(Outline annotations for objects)
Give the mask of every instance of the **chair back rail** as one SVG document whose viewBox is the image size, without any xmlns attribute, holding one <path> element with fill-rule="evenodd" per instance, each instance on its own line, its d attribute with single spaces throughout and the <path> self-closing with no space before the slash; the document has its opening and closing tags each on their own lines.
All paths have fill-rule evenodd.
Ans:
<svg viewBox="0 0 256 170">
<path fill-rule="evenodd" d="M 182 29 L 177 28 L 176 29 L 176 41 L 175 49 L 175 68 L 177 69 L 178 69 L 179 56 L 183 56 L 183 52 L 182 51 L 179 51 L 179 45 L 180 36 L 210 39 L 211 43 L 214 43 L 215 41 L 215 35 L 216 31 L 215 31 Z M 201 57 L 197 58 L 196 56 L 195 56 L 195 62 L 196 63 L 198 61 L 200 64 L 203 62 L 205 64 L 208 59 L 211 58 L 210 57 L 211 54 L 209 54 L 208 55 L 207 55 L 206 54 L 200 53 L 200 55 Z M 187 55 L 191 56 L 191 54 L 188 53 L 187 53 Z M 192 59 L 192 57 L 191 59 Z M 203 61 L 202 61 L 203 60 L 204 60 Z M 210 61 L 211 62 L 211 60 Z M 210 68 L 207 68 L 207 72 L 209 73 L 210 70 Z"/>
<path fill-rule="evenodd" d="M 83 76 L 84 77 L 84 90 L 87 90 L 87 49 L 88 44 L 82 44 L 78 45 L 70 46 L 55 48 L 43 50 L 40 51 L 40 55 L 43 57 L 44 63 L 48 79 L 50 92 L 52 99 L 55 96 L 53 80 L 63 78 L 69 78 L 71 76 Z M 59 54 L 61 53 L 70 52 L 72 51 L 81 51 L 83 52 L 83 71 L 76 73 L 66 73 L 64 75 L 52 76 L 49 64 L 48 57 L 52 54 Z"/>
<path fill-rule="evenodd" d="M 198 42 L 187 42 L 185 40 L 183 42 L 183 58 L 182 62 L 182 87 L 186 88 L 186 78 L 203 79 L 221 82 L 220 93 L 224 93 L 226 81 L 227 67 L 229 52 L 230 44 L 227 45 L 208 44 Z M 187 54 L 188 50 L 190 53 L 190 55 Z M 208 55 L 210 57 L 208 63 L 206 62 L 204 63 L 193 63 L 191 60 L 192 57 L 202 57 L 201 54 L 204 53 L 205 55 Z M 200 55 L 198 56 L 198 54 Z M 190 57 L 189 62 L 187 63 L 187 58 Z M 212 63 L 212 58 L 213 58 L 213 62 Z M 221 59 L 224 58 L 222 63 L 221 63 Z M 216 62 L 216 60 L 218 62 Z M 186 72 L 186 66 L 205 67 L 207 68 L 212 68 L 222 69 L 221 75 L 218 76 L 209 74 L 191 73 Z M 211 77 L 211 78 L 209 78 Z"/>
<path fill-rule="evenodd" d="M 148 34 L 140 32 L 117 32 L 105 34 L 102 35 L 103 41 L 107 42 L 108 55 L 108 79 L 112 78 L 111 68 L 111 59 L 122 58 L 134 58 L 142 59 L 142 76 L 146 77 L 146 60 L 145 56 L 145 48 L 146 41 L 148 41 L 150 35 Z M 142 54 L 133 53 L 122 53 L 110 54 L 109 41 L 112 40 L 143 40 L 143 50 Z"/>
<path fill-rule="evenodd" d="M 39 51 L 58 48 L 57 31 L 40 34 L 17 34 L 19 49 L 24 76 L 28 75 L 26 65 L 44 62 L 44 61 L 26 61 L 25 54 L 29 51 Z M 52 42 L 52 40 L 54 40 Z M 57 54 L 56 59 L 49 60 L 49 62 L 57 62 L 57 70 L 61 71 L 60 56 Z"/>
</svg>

> _Task brief_:
Reproduce every line of the entries above verbatim, with nothing altered, added, or left out.

> _Expected answer_:
Give the mask of every instance of the **chair back rail** as one SVG document whose viewBox is the image size, without any xmlns attribute, holding one <path> element with fill-rule="evenodd" per instance, each instance on its own line, its d attribute with single spaces throughout and the <path> self-closing with no space before the slash; the document has its opening and closing tags each on their own lines.
All paths have fill-rule evenodd.
Ans:
<svg viewBox="0 0 256 170">
<path fill-rule="evenodd" d="M 182 29 L 177 28 L 176 29 L 176 41 L 175 49 L 175 68 L 177 69 L 178 69 L 179 56 L 183 56 L 183 52 L 182 51 L 179 51 L 179 45 L 180 36 L 210 39 L 211 43 L 214 43 L 215 41 L 215 35 L 216 31 L 215 31 Z M 201 57 L 197 58 L 196 56 L 195 56 L 195 62 L 196 63 L 198 61 L 200 64 L 203 62 L 205 64 L 208 59 L 211 58 L 210 57 L 211 54 L 209 54 L 208 55 L 207 55 L 206 54 L 200 53 L 200 55 Z M 187 55 L 191 56 L 191 54 L 188 53 L 187 53 Z M 192 59 L 192 57 L 191 59 Z M 203 61 L 202 61 L 203 60 L 204 60 Z M 210 61 L 211 62 L 211 60 Z M 210 68 L 207 68 L 207 72 L 209 73 L 210 70 Z"/>
<path fill-rule="evenodd" d="M 83 76 L 84 77 L 84 90 L 87 90 L 87 49 L 88 44 L 82 44 L 78 45 L 70 46 L 55 48 L 43 50 L 40 51 L 40 55 L 43 57 L 44 63 L 48 79 L 50 92 L 52 99 L 55 96 L 53 80 L 63 78 L 69 78 L 71 76 Z M 59 54 L 61 53 L 70 52 L 72 51 L 81 51 L 83 52 L 83 71 L 76 73 L 66 73 L 64 75 L 52 76 L 49 64 L 48 57 L 52 54 Z"/>
<path fill-rule="evenodd" d="M 198 42 L 187 42 L 185 40 L 183 42 L 183 58 L 182 62 L 182 87 L 186 88 L 186 78 L 203 79 L 221 82 L 220 93 L 224 93 L 226 81 L 227 67 L 229 52 L 230 44 L 227 45 L 208 44 Z M 187 54 L 188 50 L 190 53 L 190 55 Z M 208 55 L 210 57 L 208 63 L 206 62 L 204 63 L 193 63 L 191 60 L 192 57 L 202 57 L 201 54 L 204 53 L 205 55 Z M 200 55 L 198 56 L 198 54 Z M 190 57 L 189 62 L 187 63 L 187 58 Z M 212 63 L 212 58 L 213 58 L 213 62 Z M 221 59 L 224 58 L 222 63 L 221 63 Z M 216 62 L 216 60 L 218 62 Z M 186 72 L 186 66 L 205 67 L 207 68 L 212 68 L 222 69 L 221 75 L 218 76 L 209 74 L 191 73 Z M 211 77 L 211 78 L 209 78 Z"/>
<path fill-rule="evenodd" d="M 148 34 L 140 32 L 117 32 L 105 34 L 102 35 L 103 41 L 107 42 L 108 55 L 108 79 L 112 78 L 111 68 L 111 59 L 122 58 L 134 58 L 142 59 L 142 76 L 146 77 L 146 60 L 145 56 L 145 48 L 146 41 L 148 41 L 150 35 Z M 142 54 L 133 53 L 122 53 L 110 54 L 109 41 L 112 40 L 143 40 L 143 50 Z"/>
<path fill-rule="evenodd" d="M 39 51 L 58 48 L 57 31 L 40 34 L 17 34 L 19 49 L 24 76 L 28 75 L 26 65 L 44 62 L 44 61 L 26 61 L 25 54 L 29 51 Z M 52 42 L 52 40 L 54 40 Z M 57 54 L 56 59 L 49 60 L 49 62 L 57 62 L 57 70 L 61 71 L 60 56 Z"/>
</svg>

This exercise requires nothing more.